* _Texte de la page_:
# # # #
Pendant neuf ans, la classe politique anglaise a pousuivi, sur le sort de la nouvelle colonie, un débat alimenté par les réclamations et les exigences des partis anglais et français au Canada. Le parti français au Québec, en dépit de son nom, avait comme porte-parole officiel le gouverneur lui-même, Guy Carleton, un aristocrate anglo-irlandais qui était aussi un officier de carrière; quant au parti anglais, divers porte-parole de l’élite commerciale qui s’était établie dans la colonie depuis la conquête furent délégués à Londres pour plaider sa cause.
Au cours des neuf années de débat, la classe politique anglaise est passé d’un quasi-consensus autour de la position «whig» du parti anglais, c’est-à-dire de la philosophie héritée de la grande Révolution de 1688, selon laquelle tous les Anglais devaient jouir des mêmes libertés et être soumis aux mêmes lois, à une position tout à fait différente, dont Carleton s’était fait le défenseur. Cette position était que l’imposition d’un tel régime à la majorité française serait une injustice parce qu’elle mettrait ladite majorité à la merci d’une classe de gens que l’on qualifierait aujourd’hui de «carpet baggers». Cette expression intraduisible désigne les commerçants de bas étage que l’on retrouve dans le sillage des armées victorieuses. Son point de vue fut bien illustré par un incident relié à la discussion sur les clauses du Traité de Paris, dont l’une portait sur le taux auquel le gouvernement anglais allait racheter les billets français (des reconnaissances de dettes libellées en louis qui avaient été émises en Nouvelle France avant la conquête.) Un homme d’affaires anglais avait été informé d’avance de ce que le taux d’échange devait être et il écrivit à Dorchester pour lui proposer d’acheter avec lui les billets et de partager le profit qui résulterait de l’opération. Pour toute réponse Dorchester publia la lettre!
# # # #
* _Données fournies_:
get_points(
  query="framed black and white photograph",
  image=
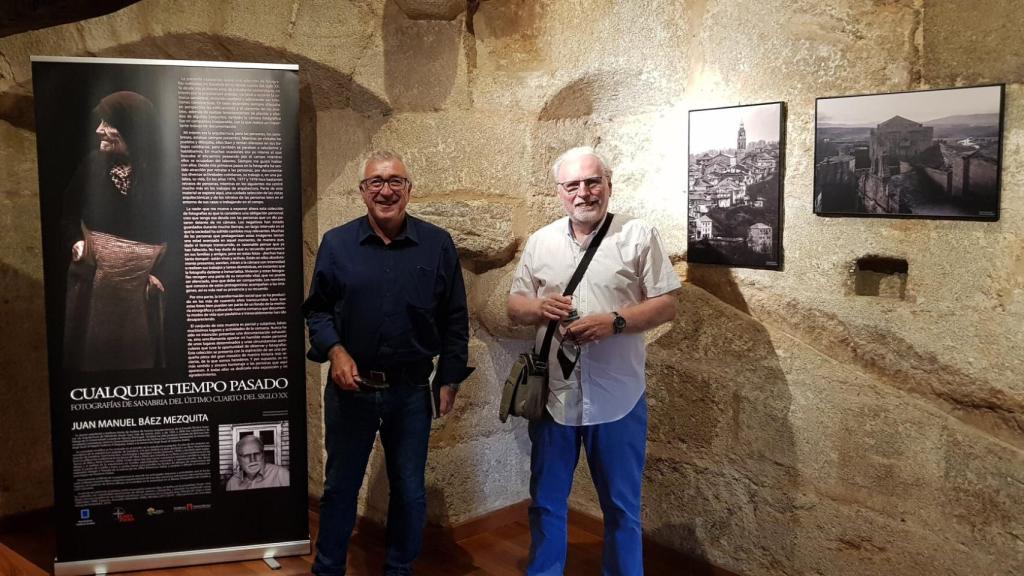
# # # #
* _Vos tâches_:
a) Répondez aux questions suivantes sur le texte consacré au débat sur le sort de la nouvelle colonie :
(i) Pendant combien d'années la classe politique anglaise a-t-elle débattu ?
(ii) De quelle révolution venait la philosophie de la position «whig» ?
(iii) Qu'a fait Dorchester de la lettre de l'homme d'affaires anglais ?
b) Reprenez le texte sur le débat concernant la nouvelle colonie après sa dernière phrase.

* _Réponses par tâche_:
a)
(i) Pendant neuf ans.
(ii) De la grande Révolution de 1688.
(iii) Il l'a publiée.

b)
Comme le montre Philip Lawson dans sa magistrale exégèse des documents officiels et des journaux de l’époque, le résultat du débat en Angleterre fut un consensus plutôt différent au sein de la classe politique. Ce nouveau consensus reposait sur deux prémisses: que le Québec en tant que société méritait d’être sauvé et que l’erreur de la politique britannique en Irlande (la tentative d’imposer une domination protestante) devait être évitée. C’est là une illustration du l’esprit tory britannique: un respect de l’histoire et du caractère organique des sociétés.
Il arriva que l’adoption de la loi en 1774 précéda de quelques mois — sans en avoir en aucune manière été la cause —l’invasion américaine du Canada. Par la suite, l’interprétation la plus accréditée (bien qu’il y en ait eu d’autres) a été que la reconnaissance du catholicisme romain, de la langue française et du Code civil français n’avaient été que le prix à payer pour obtenir le soutien des Canadiens dans le conflit imminent avec les révolutionnaires américains.
L’Acte de Québec contribua sans aucun doute à consolider la loyauté canadienne à la couronne britannique, mais Lawson a démontré que ce ne fut pas là le motif qui avait inspiré l’Acte.
En effet 700 miliciens canadiens participèrent à la défense de la ville de Québec quand elle fut assiégée par les troupes américaines entre septembre 1774 et janvier 1775. Il fut ainsi démontré qu’au Canada l’on pouvait être à la fois catholique de langue française et loyal officier de la Couronne, ce qui n’était pas possible en Angleterre.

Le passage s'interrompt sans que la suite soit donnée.